• [Extrait à lire]:
------------------------------------------------------------------------

Ses yeux se perdaient sous ses sourcils, et son nez large par la tige et recourbé, copiait, dit Dassouçy, celui de ces babillards jaunes et verts qu’on apporte de l’Amérique (5).

Cette perfection — ou cette disgrâce de la nature, suivant les goûts — avait développé chez lui une susceptibilité maladive servie par un merveilleux courage. En face d’un père aigri et mécontent, Cyrano oublia promptement le chemin de la maison paternelle. Bientôt on le compta au nombre des goinfres et des bons buveurs des meilleurs cabarets, il se livra avec eux à des plaisanteries d’un goût douteux, suites ordinaires de libations prolongées outre mesure. En parlant comme Tallemant, disons qu’il fit « un peu le fou et qu’il brûla plus d’un auvent de savetier». Il contracta aussi la déplorable habitude du jeu. Ce genre d’existence ne pouvait indéfiniment continuer, d’autant qu’Abel I de Cyrano devenait tout à fait sourd aux demandes de fonds réitérées de son fils. L’impécuniosité décida notre jeune débauché à s’engager avec son ami Le Bret, en qualité de cadet et de volontaire, dans la compagnie des gardes commandée par M. de Carbon de Casteljaloux. Cyrano élargissait ainsi son champ d’action.

------------------------------------------------------------------------

• [Entrées]:
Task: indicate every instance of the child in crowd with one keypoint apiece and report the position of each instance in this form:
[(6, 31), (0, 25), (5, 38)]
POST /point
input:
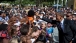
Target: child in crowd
[(49, 31), (14, 34), (25, 38)]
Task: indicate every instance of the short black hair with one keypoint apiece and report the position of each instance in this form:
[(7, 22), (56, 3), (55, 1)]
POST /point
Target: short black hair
[(24, 29)]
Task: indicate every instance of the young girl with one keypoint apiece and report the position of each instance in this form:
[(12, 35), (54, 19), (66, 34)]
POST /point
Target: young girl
[(14, 37)]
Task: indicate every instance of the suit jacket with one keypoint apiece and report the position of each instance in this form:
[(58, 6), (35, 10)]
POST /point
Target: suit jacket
[(66, 35)]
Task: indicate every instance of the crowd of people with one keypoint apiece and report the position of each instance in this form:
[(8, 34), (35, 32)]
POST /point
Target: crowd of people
[(36, 25)]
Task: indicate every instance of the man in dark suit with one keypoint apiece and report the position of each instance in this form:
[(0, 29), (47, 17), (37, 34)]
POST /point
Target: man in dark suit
[(65, 27)]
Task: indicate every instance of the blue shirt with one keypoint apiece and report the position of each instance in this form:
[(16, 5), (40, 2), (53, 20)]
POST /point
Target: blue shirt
[(49, 30)]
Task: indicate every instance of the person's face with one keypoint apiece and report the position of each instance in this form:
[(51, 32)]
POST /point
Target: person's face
[(69, 16), (35, 34)]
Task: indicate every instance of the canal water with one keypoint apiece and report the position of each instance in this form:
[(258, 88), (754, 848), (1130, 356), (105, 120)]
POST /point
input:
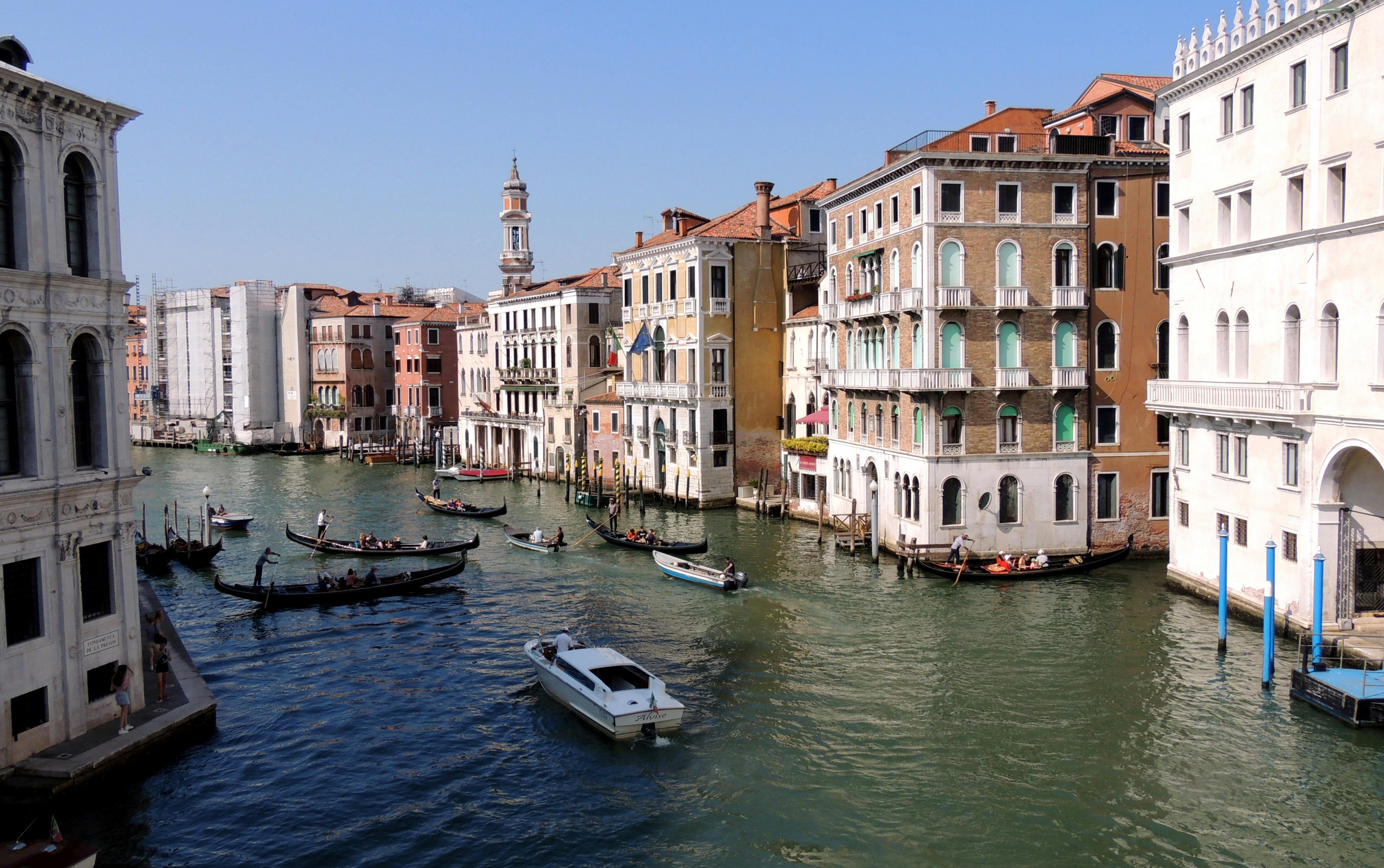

------------------------------------------------------------------------

• [Objectif de l'exercice]: Transcrivez fidèlement, dans l'extrait sur Cyrano ci-dessus, tout ce qui va de « Ses yeux se » jusqu'à « apporte de l’Amérique (5). ».

• [Résultat ci-dessous]:
Ses yeux se perdaient sous ses sourcils, et son nez large par la tige et recourbé, copiait, dit Dassouçy, celui de ces babillards jaunes et verts qu’on apporte de l’Amérique (5).